▶ Exercise goal:
Which lines of the data contain the string "paved"? Copy every one.

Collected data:
────────────────
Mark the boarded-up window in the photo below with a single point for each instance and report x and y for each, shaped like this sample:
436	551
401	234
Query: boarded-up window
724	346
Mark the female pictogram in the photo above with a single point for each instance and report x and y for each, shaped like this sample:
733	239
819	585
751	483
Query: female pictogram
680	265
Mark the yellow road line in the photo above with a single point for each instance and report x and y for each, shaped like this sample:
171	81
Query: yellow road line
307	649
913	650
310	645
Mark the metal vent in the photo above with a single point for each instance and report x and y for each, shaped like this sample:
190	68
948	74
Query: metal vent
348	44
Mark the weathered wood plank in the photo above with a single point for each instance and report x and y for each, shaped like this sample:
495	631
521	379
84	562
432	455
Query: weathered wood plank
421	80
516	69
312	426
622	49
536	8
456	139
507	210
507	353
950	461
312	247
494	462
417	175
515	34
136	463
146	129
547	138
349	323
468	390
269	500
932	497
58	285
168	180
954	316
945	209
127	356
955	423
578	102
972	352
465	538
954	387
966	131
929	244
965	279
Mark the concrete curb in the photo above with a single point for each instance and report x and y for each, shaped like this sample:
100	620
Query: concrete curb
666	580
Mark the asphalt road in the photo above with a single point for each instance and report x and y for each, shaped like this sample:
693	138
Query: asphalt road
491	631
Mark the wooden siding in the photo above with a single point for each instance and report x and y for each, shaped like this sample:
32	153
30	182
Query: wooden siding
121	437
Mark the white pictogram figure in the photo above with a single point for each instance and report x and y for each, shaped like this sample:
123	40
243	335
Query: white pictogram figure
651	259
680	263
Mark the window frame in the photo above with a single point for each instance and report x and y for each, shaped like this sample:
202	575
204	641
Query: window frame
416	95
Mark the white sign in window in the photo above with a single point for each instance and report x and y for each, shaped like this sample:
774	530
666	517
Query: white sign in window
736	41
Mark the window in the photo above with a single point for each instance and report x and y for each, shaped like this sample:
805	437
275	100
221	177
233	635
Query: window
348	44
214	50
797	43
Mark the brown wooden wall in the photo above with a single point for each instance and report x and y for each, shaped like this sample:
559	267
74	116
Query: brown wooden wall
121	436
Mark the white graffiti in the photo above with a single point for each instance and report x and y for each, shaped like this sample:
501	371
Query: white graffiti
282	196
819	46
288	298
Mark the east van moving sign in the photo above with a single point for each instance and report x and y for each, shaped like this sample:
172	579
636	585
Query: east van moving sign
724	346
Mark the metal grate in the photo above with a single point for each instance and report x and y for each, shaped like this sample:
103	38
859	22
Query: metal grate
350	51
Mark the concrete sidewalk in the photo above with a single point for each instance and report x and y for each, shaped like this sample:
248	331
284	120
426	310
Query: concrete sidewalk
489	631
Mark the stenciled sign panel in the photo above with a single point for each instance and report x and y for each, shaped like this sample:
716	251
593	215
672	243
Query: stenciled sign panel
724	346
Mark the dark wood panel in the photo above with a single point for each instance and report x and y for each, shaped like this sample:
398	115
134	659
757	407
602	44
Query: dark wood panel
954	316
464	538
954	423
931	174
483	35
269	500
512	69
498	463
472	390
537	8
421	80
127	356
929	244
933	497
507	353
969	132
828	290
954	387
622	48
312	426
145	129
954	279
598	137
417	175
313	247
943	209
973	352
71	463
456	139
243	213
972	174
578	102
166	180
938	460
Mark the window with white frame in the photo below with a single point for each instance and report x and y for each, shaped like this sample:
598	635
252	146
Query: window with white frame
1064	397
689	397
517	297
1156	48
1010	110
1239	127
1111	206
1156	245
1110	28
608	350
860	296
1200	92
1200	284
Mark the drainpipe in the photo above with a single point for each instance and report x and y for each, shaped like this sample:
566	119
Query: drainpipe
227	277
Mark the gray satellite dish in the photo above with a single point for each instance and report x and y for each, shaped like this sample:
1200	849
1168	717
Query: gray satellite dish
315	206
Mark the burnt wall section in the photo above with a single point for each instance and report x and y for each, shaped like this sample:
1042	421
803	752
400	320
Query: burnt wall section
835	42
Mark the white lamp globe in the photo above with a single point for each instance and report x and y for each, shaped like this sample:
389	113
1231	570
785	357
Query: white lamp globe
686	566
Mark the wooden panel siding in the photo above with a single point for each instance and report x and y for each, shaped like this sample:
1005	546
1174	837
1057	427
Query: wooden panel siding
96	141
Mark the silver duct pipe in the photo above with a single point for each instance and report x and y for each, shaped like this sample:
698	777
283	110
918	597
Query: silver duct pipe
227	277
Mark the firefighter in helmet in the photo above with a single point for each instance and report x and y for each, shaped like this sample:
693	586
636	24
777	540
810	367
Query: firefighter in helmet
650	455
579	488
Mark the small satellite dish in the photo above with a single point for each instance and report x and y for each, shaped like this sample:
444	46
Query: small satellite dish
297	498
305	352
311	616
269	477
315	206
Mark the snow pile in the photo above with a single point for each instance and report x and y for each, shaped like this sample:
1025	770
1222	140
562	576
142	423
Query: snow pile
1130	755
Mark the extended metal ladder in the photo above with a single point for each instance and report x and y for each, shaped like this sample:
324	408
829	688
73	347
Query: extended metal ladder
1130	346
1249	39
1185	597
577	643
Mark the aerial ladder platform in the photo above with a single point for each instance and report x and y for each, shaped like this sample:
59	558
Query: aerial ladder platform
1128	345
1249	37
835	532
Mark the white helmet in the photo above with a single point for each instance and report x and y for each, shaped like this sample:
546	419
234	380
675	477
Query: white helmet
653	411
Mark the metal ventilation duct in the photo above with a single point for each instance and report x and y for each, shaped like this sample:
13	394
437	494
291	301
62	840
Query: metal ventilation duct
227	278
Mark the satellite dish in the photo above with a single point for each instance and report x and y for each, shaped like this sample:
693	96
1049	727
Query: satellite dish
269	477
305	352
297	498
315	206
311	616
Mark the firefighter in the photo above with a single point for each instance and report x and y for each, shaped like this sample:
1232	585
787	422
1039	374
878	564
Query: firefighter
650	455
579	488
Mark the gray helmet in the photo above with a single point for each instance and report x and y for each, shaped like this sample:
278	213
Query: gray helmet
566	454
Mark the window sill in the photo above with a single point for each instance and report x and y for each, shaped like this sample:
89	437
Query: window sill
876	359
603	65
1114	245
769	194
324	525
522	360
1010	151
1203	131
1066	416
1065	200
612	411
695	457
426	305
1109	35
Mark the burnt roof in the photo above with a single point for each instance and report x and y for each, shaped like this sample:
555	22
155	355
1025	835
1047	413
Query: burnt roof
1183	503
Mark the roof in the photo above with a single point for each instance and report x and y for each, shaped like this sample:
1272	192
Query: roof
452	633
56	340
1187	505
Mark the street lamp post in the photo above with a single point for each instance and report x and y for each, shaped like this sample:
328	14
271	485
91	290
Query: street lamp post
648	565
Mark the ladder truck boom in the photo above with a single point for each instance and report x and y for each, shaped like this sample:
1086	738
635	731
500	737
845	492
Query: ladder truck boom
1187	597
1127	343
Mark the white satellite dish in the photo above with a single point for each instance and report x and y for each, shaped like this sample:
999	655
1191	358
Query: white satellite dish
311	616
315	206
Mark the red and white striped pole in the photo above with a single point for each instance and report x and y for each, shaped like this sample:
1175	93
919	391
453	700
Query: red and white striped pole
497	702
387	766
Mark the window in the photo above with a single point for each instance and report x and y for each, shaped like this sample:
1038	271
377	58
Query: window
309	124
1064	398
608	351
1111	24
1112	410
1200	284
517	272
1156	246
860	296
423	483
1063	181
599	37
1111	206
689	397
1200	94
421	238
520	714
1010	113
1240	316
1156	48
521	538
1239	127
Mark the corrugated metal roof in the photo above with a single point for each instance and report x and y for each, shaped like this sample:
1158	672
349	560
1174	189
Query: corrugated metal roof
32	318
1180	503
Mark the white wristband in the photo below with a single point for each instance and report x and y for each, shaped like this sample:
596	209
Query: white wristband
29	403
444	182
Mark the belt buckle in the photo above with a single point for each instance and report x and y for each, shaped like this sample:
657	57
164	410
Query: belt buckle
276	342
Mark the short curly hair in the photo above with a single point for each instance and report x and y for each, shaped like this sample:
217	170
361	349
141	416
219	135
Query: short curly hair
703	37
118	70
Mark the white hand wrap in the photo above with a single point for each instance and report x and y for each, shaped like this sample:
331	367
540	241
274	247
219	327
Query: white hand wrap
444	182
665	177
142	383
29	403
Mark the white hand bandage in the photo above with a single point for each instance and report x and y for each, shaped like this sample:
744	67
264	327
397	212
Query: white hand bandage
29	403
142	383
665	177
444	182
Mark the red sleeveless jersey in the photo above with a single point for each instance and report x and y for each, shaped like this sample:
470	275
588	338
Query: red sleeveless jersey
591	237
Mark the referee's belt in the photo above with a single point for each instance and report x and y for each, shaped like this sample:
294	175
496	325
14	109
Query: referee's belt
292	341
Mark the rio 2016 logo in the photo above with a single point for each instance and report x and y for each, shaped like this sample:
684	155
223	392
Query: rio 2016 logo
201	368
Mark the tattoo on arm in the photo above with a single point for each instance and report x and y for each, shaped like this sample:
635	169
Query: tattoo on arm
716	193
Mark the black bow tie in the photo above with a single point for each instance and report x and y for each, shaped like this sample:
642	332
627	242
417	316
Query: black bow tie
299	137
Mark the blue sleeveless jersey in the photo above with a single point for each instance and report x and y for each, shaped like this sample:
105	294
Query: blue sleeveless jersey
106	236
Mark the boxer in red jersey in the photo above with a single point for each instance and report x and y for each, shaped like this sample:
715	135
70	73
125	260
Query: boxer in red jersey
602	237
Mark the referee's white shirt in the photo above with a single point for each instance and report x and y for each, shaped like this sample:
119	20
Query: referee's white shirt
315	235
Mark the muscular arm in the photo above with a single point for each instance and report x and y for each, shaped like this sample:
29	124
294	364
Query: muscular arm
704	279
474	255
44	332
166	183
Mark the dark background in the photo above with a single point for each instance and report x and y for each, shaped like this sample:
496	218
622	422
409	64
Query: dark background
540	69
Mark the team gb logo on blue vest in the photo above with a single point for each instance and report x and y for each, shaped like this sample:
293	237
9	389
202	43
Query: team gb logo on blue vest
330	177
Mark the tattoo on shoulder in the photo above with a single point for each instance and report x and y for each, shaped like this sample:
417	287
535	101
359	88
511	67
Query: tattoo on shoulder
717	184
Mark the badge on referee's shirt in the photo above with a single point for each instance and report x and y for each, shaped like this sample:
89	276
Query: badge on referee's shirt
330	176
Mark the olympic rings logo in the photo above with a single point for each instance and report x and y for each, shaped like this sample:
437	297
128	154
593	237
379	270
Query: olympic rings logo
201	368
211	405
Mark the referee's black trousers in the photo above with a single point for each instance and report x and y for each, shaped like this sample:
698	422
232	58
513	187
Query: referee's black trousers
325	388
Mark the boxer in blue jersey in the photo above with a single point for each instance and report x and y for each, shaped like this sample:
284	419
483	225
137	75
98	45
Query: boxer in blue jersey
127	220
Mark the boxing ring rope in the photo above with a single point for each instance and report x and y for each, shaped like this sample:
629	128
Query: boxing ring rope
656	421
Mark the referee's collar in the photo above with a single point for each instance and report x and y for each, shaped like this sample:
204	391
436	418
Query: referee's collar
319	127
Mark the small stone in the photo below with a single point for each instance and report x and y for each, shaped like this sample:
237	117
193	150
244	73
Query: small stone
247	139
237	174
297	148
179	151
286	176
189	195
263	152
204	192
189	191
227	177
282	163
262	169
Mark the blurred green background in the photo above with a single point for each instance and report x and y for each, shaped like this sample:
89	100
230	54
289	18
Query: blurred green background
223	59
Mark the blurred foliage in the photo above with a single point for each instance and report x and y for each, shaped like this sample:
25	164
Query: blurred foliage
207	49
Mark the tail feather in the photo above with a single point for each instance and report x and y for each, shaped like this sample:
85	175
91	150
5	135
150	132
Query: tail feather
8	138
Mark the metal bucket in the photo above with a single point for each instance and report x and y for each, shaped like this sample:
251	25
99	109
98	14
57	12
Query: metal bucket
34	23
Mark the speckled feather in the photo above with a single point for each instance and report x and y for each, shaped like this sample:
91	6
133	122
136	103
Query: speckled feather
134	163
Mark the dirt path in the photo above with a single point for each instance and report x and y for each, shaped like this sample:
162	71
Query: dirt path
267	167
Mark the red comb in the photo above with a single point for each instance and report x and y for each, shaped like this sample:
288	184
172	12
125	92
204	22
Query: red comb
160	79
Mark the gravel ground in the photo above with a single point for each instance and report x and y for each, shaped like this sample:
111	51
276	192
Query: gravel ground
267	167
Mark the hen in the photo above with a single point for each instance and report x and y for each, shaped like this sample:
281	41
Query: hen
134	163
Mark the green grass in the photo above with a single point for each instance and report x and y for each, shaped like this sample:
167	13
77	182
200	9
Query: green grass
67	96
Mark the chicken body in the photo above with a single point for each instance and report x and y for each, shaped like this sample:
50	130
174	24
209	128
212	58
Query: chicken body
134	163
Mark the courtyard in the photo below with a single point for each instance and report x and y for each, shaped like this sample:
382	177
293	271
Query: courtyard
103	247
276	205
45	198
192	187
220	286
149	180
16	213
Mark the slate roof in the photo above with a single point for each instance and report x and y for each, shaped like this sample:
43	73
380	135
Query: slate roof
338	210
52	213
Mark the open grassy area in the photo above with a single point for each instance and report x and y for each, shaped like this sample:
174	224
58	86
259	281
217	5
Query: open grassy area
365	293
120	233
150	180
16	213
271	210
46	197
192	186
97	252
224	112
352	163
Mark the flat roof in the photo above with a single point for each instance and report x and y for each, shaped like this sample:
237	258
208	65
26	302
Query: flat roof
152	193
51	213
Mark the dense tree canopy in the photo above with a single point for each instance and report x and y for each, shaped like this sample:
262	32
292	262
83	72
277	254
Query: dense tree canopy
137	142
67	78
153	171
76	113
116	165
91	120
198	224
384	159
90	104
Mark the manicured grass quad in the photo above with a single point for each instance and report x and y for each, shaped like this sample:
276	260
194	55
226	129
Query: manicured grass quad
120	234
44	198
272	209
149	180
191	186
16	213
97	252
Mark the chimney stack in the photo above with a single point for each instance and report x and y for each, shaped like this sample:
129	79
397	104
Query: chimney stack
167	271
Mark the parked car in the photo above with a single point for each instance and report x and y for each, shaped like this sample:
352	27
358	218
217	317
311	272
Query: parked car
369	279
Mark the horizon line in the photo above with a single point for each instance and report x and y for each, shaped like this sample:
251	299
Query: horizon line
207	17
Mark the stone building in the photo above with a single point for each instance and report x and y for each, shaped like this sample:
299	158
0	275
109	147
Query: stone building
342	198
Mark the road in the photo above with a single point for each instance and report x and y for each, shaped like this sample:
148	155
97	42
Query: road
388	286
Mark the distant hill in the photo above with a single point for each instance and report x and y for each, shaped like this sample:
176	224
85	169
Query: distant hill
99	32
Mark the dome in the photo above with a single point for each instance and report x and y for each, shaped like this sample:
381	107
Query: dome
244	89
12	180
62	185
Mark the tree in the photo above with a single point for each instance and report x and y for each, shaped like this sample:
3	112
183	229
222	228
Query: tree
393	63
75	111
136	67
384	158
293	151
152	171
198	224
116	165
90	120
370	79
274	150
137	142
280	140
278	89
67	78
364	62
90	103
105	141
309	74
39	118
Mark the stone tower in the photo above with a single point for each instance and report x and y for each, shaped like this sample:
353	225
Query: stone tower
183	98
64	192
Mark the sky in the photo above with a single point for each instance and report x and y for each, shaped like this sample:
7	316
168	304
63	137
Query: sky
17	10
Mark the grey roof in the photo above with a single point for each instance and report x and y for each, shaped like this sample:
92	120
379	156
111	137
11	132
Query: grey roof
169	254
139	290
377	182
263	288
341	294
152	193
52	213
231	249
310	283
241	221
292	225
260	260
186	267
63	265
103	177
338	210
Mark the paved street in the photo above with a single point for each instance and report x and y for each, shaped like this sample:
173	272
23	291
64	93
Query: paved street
────────────────
▶ Your response:
Mark the paved street in the photo above with a single point for each instance and report x and y for each, shaped like this sample:
Query: paved street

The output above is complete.